» **Set task A**
Write out the rows again, from the first row through the line containing "[211,232,468,441]", inclusive. Keep the requests as they are, but multiply every bounding-box coordinate in the answers by 1.7 and round each result to a whole number, with halves rounded up.

======== Quoted text

Every single time, I opened the gate to feed the herd in the morning  that old  mare would run anyone over that got in her way, including me.    I only had her a few weeks,  but I still had not found the time to re-train her to be more respectful of her handlers.

I had brought the old mare from a breeding farm and the only thing she knew was food and babies.   I had got it into my mind that she was just too old to change and that the effort would just take too much time.

Pam, my neighbor can over early one morning for coffee after which we both headed to the barn to do some chores.   There was that old mare just waiting for someone to open that gate.   Pam never knew what hit her.  The second  Pam opened that gate,  that old mare knocked her clean off her feet, before I could even  get a word out of my mouth for her to watch out.

Pam,  got back on her feet and came nose to nose with me, asking me what the heel I was doing not teaching that mare a few barn manners.

It did get pretty loud for a few minutes.

================
======== Data to process

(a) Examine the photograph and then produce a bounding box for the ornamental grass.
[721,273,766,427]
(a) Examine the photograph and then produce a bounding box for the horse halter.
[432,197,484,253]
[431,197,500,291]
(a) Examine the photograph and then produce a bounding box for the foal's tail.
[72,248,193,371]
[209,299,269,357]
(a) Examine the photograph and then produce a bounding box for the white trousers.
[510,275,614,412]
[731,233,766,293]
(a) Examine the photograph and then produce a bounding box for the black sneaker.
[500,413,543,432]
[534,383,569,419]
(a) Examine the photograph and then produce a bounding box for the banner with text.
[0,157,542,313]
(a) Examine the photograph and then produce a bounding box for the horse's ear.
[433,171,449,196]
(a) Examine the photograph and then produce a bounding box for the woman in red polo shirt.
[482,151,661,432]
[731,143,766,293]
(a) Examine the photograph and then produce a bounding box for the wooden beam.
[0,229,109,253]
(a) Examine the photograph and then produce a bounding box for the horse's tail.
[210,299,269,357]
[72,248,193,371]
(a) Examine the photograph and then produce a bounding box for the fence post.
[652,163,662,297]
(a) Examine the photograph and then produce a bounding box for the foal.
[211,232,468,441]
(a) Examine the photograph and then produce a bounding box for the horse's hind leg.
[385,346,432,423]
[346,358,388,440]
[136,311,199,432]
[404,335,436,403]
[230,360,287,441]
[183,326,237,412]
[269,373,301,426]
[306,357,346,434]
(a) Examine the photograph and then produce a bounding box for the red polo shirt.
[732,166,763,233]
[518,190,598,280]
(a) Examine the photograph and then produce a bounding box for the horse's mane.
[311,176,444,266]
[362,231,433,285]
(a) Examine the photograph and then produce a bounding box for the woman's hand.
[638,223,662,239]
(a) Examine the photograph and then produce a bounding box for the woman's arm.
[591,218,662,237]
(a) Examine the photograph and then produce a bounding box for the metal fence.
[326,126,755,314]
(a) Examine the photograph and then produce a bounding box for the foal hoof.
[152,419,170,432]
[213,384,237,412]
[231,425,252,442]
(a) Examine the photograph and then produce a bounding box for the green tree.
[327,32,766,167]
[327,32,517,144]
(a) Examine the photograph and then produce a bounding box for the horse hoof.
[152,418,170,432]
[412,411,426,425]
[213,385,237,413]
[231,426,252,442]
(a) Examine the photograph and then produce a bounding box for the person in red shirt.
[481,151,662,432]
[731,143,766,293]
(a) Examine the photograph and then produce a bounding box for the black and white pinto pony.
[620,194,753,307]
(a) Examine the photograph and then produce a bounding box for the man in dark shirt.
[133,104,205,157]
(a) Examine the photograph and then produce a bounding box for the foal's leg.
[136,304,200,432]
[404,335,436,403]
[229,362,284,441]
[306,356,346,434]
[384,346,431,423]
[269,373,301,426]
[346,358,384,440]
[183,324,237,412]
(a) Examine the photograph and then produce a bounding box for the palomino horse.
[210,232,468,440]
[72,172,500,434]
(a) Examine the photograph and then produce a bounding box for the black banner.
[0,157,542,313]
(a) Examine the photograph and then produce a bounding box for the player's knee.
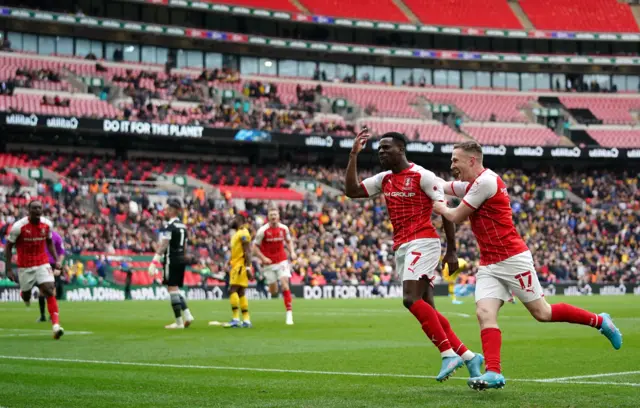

================

» **Set task B**
According to the story about the old mare, what were the only things the mare knew?

» **Full answer A**
(a) Examine the photograph and then produce a bounding box for the ornamental grass.
[1226,464,1302,726]
(a) Examine the photograph and then produce a bounding box for the horse halter.
[734,335,823,430]
[733,335,850,495]
(a) Examine the photograph and then produce a bounding box for the foal's tail.
[122,422,328,631]
[355,508,457,607]
(a) Examine the photograph and then produce a bounding box for the white trousers.
[867,468,1044,700]
[1243,396,1302,498]
(a) Examine the photograph and then produce a bounding box for the black sneaker.
[850,702,923,734]
[908,651,967,712]
(a) Examine the photograph and then produce a bounding box for the banner with text.
[0,267,921,532]
(a) Examine the photograph and then produce a bounding box for the horse's ear.
[736,291,763,333]
(a) Examine the photograph and then produce a bounding box for the woman in red polo shirt.
[819,257,1124,734]
[1243,243,1302,498]
(a) Examine the photograph and then produce a bounding box for the wooden beam.
[0,389,185,430]
(a) Examine the photograph and then produce a bounding box for the horse's tail.
[357,508,457,607]
[122,422,328,631]
(a) Examine the photograph and then produce a bounding box for the fence post.
[1108,277,1125,505]
(a) Examine the photograph and then produce a bounding box for the foal.
[359,394,796,750]

» **Full answer B**
Food and babies.